■ What the exercise asks: Identify each line in the entries below that contains the string "person" and copy those lines in full. Treat the match as case-sensitive.

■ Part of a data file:
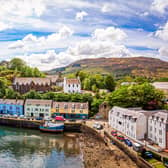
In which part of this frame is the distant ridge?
[29,57,168,78]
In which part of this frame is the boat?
[39,121,64,132]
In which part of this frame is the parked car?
[132,143,142,152]
[117,135,124,142]
[96,124,103,130]
[111,130,117,136]
[124,139,132,146]
[35,117,43,120]
[93,122,99,128]
[19,115,25,119]
[12,114,18,118]
[144,151,153,159]
[164,162,168,168]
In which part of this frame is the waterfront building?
[13,75,63,94]
[24,99,52,117]
[52,102,89,119]
[148,110,168,149]
[64,77,81,93]
[0,99,24,115]
[96,102,111,120]
[152,82,168,98]
[109,107,152,140]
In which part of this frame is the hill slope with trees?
[49,57,168,79]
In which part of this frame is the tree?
[104,75,116,92]
[89,98,103,117]
[83,78,91,90]
[107,83,164,109]
[24,90,42,99]
[9,58,26,71]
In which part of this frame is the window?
[131,125,134,131]
[159,138,162,143]
[72,104,75,109]
[159,130,162,135]
[71,110,75,113]
[64,104,68,109]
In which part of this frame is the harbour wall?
[0,118,81,132]
[81,124,153,168]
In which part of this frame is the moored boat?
[40,121,64,132]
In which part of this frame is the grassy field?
[146,158,165,168]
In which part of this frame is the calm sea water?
[0,126,83,168]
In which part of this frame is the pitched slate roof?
[13,77,51,85]
[66,79,80,84]
[152,82,168,90]
[53,102,88,109]
[0,99,24,105]
[25,99,52,106]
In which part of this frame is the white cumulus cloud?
[151,0,168,13]
[16,27,132,70]
[155,22,168,41]
[8,26,73,51]
[93,27,127,42]
[75,11,88,21]
[0,22,12,31]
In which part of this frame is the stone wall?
[81,124,153,168]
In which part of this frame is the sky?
[0,0,168,70]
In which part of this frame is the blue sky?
[0,0,168,70]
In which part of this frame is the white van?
[132,143,142,152]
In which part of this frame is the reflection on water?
[0,126,83,168]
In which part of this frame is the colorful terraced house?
[52,102,89,119]
[0,99,24,116]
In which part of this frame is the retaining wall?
[0,118,81,132]
[81,124,153,168]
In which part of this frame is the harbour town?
[0,0,168,168]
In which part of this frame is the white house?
[148,110,168,148]
[109,107,150,140]
[24,99,52,117]
[64,77,81,93]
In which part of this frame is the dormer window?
[72,104,75,109]
[56,104,59,108]
[80,104,84,109]
[64,104,68,109]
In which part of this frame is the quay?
[0,117,82,132]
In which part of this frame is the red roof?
[55,116,65,121]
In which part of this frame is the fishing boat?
[40,121,64,132]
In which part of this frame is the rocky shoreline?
[79,133,137,168]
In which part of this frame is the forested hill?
[49,57,168,78]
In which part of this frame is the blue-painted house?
[0,99,24,115]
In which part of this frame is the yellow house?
[51,102,89,119]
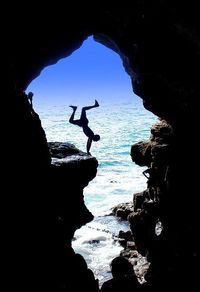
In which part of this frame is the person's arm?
[86,138,92,155]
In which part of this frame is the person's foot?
[95,99,99,106]
[69,105,77,110]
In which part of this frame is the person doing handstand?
[69,99,100,155]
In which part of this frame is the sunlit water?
[35,97,157,283]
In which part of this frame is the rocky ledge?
[48,142,98,247]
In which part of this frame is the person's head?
[92,135,100,142]
[111,256,133,278]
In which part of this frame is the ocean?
[34,96,157,285]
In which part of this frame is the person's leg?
[69,105,77,124]
[86,138,92,155]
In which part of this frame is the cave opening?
[26,37,157,282]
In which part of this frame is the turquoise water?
[34,96,157,283]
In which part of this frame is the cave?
[3,0,200,290]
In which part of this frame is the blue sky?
[26,37,139,105]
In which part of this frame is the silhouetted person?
[27,91,33,108]
[66,253,99,292]
[69,100,100,155]
[101,256,140,292]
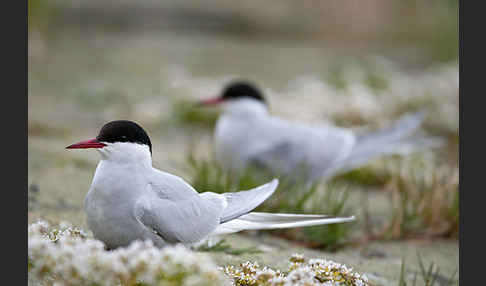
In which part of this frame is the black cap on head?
[96,120,152,153]
[221,81,266,103]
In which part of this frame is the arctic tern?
[66,120,354,248]
[199,81,442,183]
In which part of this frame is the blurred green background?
[28,0,459,284]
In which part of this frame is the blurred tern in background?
[66,120,354,248]
[199,81,443,183]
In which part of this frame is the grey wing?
[135,192,226,243]
[249,140,305,175]
[249,121,355,178]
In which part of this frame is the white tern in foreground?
[199,81,443,182]
[66,120,354,248]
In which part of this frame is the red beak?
[66,139,106,149]
[198,97,224,106]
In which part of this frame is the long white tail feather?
[322,110,446,178]
[211,212,355,236]
[221,179,278,223]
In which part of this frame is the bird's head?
[199,81,268,113]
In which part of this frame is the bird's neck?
[99,143,152,169]
[224,98,268,117]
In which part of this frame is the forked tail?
[212,212,355,235]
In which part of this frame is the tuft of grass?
[384,160,459,239]
[398,253,459,286]
[187,154,353,250]
[169,100,219,128]
[333,166,392,187]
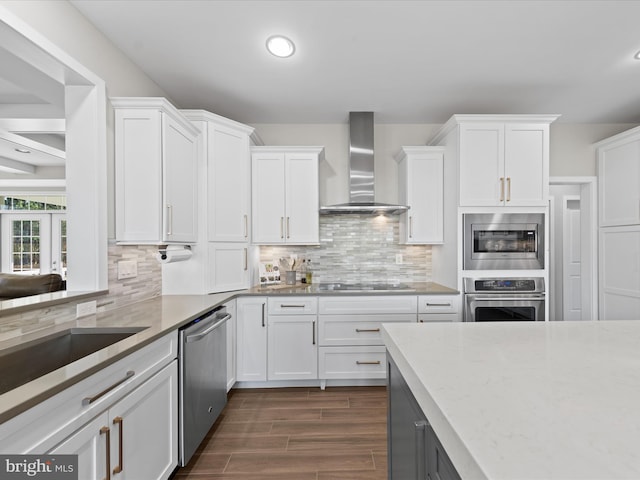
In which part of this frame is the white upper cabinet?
[596,127,640,227]
[111,98,199,244]
[207,116,253,243]
[251,147,324,245]
[431,115,557,207]
[396,146,444,245]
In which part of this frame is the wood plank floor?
[174,387,387,480]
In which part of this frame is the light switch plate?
[118,260,138,280]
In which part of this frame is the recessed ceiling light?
[267,35,296,58]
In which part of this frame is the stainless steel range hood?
[320,112,409,215]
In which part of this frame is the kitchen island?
[382,321,640,479]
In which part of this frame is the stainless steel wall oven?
[464,278,545,322]
[463,213,544,270]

■ Answer:
In which part of this frame is the person's arm?
In which part of this frame is the person's foot?
In which part of this frame is the person doing handstand?
In which part of this frame is the person's head?
In which part of this frame is the person's leg?
In which part of this frame is the silhouetted person?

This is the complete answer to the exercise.